+++ PROVIDED RECORDS +++
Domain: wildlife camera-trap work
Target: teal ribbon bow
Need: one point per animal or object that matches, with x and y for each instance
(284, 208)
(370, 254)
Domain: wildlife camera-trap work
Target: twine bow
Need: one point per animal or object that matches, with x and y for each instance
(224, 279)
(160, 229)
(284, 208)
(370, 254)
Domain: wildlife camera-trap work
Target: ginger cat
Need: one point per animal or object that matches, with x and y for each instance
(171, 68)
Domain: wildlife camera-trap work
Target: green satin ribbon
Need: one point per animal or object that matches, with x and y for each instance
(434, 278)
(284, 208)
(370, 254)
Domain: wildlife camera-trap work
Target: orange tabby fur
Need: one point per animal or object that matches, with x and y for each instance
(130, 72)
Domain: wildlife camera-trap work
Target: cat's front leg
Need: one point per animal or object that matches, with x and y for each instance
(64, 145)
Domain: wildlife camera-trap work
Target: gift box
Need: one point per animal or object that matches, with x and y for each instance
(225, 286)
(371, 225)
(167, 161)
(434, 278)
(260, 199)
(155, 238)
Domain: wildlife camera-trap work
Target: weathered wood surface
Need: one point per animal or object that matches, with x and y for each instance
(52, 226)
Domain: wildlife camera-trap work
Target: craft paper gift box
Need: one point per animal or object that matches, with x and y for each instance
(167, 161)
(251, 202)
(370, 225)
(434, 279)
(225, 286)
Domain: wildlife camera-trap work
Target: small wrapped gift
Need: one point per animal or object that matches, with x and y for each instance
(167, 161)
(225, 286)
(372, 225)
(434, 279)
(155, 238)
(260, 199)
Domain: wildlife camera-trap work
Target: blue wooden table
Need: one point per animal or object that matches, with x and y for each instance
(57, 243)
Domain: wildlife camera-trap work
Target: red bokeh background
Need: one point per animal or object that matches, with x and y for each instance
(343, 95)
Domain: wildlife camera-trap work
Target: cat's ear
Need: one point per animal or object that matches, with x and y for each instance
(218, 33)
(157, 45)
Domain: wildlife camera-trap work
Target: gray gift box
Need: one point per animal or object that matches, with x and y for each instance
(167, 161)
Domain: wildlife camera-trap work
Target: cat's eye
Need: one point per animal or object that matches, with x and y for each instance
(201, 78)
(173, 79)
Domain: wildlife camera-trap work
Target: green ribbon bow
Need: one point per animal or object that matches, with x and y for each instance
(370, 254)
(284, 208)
+++
• _PROBLEM TO WORK ON_:
Write out the whole listing again, exactly as it stands.

• _THE ANSWER_:
Domain: wildlife camera-trap work
Target: teal ribbon bow
Need: one point per animal or object that matches, with x and y for each instance
(284, 208)
(370, 254)
Domain: wildlife camera-trap work
Target: twine bow
Need: one point per animal or object that matches, with x and y for each instance
(224, 279)
(160, 229)
(284, 208)
(370, 254)
Domain: wildlife camera-trap work
Target: ginger cat
Need: one point per animal or object that matches, with x and y for each instance
(171, 68)
Domain: wildlife camera-trap work
Target: green satin ribbon
Need: one point per animal or object that matches, with x and y for each instance
(434, 278)
(284, 208)
(370, 254)
Domain: wildlife camera-trap work
Target: orange tabby fur
Need: one point per animal or object that matches, with x and y for each instance
(130, 72)
Domain: wildlife camera-trap work
Target: cat's front leg
Need: one point per animal or object that matches, with x and y for each instance
(64, 145)
Domain: wildlife camera-trap work
Target: gift box
Need: one point per animal or object that matches, with x and y for each instance
(225, 286)
(371, 225)
(167, 161)
(434, 278)
(260, 199)
(155, 238)
Domain: wildlife camera-trap work
Target: weathered wood surface
Need: one point per animal or object that matches, with x and y for each instance
(52, 226)
Domain: wildlife camera-trap work
Target: craft paper gift box
Need: one point per animal or object that matches, with x and y for each instance
(167, 161)
(251, 202)
(370, 225)
(434, 279)
(225, 286)
Domain: wildlife camera-trap work
Target: small wrapped gift
Need: one point per animal or object that matches, with x and y for each instance
(167, 161)
(225, 286)
(372, 225)
(434, 279)
(155, 238)
(260, 199)
Domain: wildlife camera-trap work
Target: blue wooden table
Need: one point per animal or object that matches, with x and y for each instance
(57, 243)
Domain: wildlife camera-trap work
Target: red bokeh background
Need: one point per animal or object that matches, with x and y for each instance
(343, 95)
Domain: wildlife camera-trap work
Target: cat's ear
Need: one point per animal or object that matches, with x and y for each instance
(218, 33)
(157, 45)
Domain: wildlife camera-trap work
Target: gray gift box
Need: one point per animal or object that matches, with x and y for each instance
(167, 161)
Domain: wildlife camera-trap work
Target: cat's eye
Need: one point per animal or object that matches, with x and y for each instance
(201, 78)
(173, 79)
Domain: wildlife camera-trap work
Target: green ribbon bow
Need: one point per animal or object that matches, with x and y for each instance
(370, 254)
(284, 208)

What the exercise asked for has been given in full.